- [What the exercise asks] Reproduce every record below exactly as written, leaving out any pictures.

--- Dataset records Enclosed Below ---

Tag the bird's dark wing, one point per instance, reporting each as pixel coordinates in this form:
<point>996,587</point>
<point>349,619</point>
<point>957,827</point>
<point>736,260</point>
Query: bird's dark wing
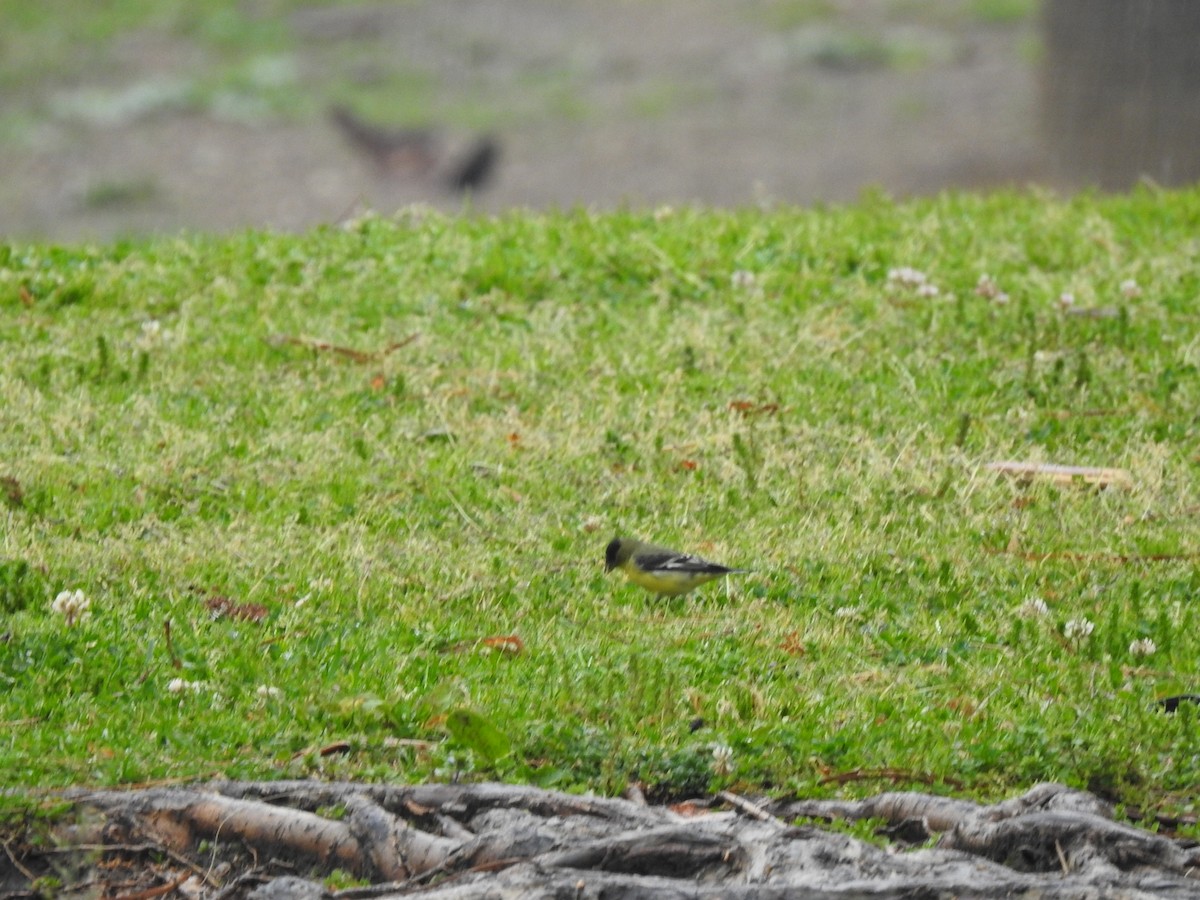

--- End of Enclosed Dataset records ---

- [Reply]
Tag the bird's dark wing, one point per instance, reporting each as pixel coordinates in this form:
<point>996,587</point>
<point>349,619</point>
<point>957,827</point>
<point>736,260</point>
Query: bird's dark wing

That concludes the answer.